| Instrucciones de la tarea |
Según el texto sobre la poesía de Juan Arabia, ¿qué acontecimiento histórico estallaba en la época de Hölderlin?

| Fragmento del texto |
━━━━

Tu propósito es olvidar una multitud entera de belleza.
Pero tus versos rugen, como encadenados:
Al fin los pájaros serán libres como el cielo;
aunque en la próxima mañana
en el canto de sus alas desaparezcan.
(“Final,” El enemigo)
En estos notables versos se demarca la figura del poeta como redentor del hombre, pero también de sí mismo. Y vale, entonces, la pena preguntarse ¿con qué autoridad la poesía de Juan Arabia reivindica la responsabilidad de cambiar la vida? Lo pregunto a propósito de que los poetas con los que se identifica han sido testigos de cambios históricos abrumadores: Blake con veinte años en el comienzo de la guerra de la Independencia norteamericana, Hölderlin en pleno estallar de la Revolución Francesa y Dylan Thomas a punto de enlistarse en la segunda guerra mundial. Son experiencias que se sienten como un injerto que no deja de hacer eco en sus obras y que hace que la Historia se abra al encuentro de dos temporalidades, una enmarcada en el curso denigrante de los hechos y otra, pletórica de voces como la de Juan Arabia, venidas de otra parte (del inconsciente, del mito, de lo sagrado). Desde este prisma, la poesía de Juan Arabia se enmarca dentro de la tradición que conforman aquellos poetas que en soledad y sin garantía de éxito se han sentido arrastrados por la lógica de su obra a desobedecer lo establecido hasta llegar al punto de la degradación física y espiritual.
Cabe destacar que estos poetas se vuelven más significativos en proporción directa a su fracaso. Cumplen el rol de solitarios testigos, más allá de la conformidad social o de la expectativa ética de una comunidad. Por lo mismo, esta poesía debe ser leída como la conciencia de la memoria de un yo poético que practica la única virtud ingénita al poeta: la virtud de la esperanza, ese estado mental u orientación del espíritu y del corazón que trasciende el mundo directo.
¿Si es necesario leer a Juan Arabia? Sí. Pero hay que hacerlo con la fe de que nos encontramos ante un hombre-poeta capaz de atravesar las fronteras entre los mundos de lo fugitivo y lo eterno, de lo visible y lo invisible, que nos encontramos ante versos donde se fijan momentos en que nos sentimos como de paso y experimentamos una vez, aunque sea una vez, la que debió ser la inevitable amistad con esta tierra, redimidos a través de un conjunto de imágenes de nuestro sempiterno desalojo de la naturaleza. Aquella es la invitación de Juan Arabia: el poeta.
Bajemos juntos a sentir el desalojo.
Escuchar el viento que se mueve
por encima del trigo:
la aguda guerra de metal.
Un estruendo de plata
corroe lo vivo,
separa a cada una de las cosas
que existen en el mundo.
Caen ahora los primeras gotas.
La fiera tormenta confederada
se afianza para siempre
dentro de los muros de las ciudades.

━━━━

| Entradas enumeradas |
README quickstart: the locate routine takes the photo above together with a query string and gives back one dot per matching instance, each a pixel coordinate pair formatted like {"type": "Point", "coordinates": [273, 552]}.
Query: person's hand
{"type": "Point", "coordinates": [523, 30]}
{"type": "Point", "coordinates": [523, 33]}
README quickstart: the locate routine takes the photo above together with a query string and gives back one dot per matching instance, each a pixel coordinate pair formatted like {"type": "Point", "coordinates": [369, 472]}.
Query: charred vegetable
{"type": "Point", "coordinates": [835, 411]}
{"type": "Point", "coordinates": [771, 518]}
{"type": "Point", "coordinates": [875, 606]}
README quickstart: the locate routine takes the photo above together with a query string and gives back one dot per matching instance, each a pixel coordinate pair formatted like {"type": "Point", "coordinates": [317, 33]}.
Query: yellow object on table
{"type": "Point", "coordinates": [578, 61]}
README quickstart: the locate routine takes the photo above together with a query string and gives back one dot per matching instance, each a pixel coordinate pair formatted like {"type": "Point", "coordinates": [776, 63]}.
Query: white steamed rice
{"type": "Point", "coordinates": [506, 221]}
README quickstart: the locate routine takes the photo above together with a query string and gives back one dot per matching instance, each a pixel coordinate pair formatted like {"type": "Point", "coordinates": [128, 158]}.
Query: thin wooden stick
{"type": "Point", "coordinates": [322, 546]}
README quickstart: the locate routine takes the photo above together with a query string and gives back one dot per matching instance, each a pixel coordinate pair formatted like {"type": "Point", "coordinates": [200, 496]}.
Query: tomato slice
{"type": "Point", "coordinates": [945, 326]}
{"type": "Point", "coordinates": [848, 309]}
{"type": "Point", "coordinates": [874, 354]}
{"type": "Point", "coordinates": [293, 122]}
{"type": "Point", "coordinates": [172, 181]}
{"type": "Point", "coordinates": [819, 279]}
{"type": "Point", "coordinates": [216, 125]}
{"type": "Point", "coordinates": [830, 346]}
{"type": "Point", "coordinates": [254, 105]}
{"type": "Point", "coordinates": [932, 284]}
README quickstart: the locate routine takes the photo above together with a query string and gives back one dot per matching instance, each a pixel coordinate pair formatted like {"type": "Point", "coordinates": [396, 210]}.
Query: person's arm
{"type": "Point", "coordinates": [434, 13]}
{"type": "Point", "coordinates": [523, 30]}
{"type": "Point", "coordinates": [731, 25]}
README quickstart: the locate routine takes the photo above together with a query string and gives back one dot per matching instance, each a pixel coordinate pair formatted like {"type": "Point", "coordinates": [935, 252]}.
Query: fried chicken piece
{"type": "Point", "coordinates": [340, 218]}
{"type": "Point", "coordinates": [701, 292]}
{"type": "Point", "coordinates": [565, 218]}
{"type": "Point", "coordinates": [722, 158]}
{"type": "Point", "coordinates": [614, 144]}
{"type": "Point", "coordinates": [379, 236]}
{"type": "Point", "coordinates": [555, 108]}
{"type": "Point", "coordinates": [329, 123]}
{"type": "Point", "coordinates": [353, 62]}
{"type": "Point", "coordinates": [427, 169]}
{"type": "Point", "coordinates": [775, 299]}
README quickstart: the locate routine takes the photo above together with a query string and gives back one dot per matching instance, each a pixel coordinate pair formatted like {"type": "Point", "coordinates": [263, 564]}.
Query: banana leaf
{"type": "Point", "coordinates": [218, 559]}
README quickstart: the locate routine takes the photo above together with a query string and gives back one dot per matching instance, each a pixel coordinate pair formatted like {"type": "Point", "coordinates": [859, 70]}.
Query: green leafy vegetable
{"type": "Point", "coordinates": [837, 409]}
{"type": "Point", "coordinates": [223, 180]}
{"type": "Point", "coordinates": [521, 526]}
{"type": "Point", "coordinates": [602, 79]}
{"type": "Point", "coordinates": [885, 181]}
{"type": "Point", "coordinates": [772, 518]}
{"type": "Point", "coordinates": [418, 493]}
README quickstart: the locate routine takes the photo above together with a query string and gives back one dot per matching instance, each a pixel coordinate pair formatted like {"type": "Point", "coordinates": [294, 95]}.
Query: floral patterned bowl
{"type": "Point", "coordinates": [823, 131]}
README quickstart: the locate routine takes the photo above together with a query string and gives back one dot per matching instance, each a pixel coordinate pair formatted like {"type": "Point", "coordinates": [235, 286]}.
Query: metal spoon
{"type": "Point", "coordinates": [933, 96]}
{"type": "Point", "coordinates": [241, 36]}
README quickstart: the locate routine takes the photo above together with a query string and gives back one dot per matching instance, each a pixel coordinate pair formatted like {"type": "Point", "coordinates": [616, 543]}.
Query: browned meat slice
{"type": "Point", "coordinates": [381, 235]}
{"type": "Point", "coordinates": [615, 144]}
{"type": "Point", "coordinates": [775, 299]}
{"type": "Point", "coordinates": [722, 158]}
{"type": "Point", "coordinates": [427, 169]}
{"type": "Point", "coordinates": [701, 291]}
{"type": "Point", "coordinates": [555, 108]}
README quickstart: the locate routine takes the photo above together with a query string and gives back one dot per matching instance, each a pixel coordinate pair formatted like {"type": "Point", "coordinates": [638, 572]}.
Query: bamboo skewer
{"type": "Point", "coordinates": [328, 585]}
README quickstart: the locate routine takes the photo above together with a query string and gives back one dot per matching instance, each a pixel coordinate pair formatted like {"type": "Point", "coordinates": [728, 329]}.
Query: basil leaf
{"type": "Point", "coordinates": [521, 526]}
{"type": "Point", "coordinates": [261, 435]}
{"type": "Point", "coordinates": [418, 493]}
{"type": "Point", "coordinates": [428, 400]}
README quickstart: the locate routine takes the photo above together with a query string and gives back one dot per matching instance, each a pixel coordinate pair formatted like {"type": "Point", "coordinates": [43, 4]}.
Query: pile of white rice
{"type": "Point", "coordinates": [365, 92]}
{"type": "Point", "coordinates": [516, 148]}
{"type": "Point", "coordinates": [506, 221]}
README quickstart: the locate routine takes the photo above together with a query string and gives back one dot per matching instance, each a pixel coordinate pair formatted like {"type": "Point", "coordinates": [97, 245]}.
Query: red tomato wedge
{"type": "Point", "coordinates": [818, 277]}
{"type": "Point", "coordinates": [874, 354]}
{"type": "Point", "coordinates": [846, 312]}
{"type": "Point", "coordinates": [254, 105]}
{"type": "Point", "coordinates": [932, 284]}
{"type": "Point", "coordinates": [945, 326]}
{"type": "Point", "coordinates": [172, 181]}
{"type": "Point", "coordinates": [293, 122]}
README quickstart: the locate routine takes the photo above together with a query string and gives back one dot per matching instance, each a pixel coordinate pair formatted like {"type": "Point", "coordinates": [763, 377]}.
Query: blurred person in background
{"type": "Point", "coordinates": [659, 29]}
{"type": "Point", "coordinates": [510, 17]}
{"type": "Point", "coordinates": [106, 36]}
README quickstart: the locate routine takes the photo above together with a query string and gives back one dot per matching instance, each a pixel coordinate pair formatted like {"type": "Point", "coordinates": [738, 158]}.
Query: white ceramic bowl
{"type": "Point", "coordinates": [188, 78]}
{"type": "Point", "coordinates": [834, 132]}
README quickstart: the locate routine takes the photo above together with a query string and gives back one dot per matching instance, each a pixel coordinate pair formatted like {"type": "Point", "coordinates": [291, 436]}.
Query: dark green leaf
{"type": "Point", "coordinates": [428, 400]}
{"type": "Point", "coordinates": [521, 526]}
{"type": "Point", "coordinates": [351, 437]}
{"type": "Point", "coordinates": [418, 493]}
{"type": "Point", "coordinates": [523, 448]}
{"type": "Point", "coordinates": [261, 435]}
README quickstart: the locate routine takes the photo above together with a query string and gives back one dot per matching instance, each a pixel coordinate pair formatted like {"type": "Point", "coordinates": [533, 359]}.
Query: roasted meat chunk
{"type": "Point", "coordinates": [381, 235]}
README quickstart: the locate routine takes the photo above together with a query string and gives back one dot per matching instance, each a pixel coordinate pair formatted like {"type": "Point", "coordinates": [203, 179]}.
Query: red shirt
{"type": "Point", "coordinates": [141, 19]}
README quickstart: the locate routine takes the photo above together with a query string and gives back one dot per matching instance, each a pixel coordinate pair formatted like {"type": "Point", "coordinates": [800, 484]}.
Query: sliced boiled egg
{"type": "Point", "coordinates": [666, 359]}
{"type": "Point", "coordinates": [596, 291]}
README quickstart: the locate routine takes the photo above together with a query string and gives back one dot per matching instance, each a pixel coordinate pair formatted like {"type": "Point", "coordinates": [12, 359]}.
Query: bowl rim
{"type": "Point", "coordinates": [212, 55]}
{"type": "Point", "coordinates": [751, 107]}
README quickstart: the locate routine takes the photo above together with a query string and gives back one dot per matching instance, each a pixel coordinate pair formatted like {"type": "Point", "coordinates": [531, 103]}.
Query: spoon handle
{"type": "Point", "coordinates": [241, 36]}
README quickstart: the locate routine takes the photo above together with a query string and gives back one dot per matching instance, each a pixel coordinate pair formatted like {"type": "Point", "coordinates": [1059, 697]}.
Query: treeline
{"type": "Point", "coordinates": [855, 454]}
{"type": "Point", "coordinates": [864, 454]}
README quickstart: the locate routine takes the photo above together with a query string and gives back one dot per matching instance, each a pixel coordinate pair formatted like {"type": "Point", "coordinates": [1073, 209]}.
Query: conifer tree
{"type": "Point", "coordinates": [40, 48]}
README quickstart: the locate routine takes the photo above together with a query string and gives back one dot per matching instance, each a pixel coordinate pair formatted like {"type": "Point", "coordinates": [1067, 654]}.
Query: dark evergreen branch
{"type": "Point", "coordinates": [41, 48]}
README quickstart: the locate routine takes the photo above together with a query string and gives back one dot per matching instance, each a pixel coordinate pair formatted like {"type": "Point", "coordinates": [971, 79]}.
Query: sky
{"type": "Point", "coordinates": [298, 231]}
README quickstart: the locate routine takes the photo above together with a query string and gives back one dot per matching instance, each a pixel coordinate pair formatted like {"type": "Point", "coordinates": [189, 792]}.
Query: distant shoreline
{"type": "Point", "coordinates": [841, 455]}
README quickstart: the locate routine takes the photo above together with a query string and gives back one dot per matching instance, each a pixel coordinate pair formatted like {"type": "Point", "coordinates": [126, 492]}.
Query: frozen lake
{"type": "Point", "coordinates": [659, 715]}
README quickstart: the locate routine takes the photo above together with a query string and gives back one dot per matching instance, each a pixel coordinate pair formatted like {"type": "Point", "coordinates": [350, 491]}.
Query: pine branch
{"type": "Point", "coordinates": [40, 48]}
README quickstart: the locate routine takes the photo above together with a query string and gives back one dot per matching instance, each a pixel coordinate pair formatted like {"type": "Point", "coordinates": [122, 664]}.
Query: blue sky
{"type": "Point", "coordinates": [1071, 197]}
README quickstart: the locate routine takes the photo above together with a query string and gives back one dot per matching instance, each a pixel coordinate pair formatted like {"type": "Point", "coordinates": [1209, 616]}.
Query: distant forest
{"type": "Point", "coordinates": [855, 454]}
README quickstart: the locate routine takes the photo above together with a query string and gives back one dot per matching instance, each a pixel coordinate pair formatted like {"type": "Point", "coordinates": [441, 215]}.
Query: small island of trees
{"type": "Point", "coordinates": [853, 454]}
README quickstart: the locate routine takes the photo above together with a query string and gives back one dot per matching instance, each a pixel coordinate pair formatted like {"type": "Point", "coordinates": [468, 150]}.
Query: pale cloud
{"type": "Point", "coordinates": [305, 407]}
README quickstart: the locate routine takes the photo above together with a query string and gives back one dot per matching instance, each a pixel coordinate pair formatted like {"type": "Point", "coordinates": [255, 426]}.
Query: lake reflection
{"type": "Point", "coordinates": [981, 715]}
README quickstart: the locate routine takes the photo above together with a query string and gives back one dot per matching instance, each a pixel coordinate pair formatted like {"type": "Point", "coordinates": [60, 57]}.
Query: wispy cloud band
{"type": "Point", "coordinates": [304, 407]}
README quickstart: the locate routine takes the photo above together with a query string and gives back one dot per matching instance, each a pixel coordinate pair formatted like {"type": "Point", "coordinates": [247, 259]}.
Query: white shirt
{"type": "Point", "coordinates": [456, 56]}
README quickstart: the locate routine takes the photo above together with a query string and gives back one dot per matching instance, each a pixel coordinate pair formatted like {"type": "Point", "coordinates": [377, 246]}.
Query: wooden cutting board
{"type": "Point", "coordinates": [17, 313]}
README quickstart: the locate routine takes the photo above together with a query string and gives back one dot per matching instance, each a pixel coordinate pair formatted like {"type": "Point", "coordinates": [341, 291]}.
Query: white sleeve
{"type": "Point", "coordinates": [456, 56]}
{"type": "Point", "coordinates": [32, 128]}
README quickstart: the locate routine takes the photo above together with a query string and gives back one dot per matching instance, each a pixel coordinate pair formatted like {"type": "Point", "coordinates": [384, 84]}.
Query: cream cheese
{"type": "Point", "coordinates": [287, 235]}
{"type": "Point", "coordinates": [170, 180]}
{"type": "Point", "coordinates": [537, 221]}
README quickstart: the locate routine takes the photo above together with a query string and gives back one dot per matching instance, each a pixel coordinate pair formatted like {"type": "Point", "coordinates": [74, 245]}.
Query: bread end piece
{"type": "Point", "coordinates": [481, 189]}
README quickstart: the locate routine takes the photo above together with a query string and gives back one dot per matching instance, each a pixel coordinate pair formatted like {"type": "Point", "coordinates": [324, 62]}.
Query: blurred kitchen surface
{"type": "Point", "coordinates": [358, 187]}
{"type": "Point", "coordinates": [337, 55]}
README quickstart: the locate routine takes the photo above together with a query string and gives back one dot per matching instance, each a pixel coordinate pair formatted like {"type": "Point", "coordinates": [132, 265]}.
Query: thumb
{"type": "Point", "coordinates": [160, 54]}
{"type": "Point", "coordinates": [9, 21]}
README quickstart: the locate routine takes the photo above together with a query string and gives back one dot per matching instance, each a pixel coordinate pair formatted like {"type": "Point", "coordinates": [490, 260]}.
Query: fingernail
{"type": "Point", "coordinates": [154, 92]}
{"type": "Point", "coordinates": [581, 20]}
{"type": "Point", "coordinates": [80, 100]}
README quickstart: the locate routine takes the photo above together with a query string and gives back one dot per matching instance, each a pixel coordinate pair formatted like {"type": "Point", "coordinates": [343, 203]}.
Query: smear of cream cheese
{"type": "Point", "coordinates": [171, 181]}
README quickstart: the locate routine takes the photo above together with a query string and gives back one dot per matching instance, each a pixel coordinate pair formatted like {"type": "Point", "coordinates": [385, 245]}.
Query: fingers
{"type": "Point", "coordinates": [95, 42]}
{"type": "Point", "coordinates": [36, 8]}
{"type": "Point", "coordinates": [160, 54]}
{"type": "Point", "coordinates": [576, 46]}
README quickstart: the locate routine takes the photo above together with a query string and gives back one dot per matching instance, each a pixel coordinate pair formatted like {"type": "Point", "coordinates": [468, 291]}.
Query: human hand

━━━━

| Respuesta |
La Revolución Francesa.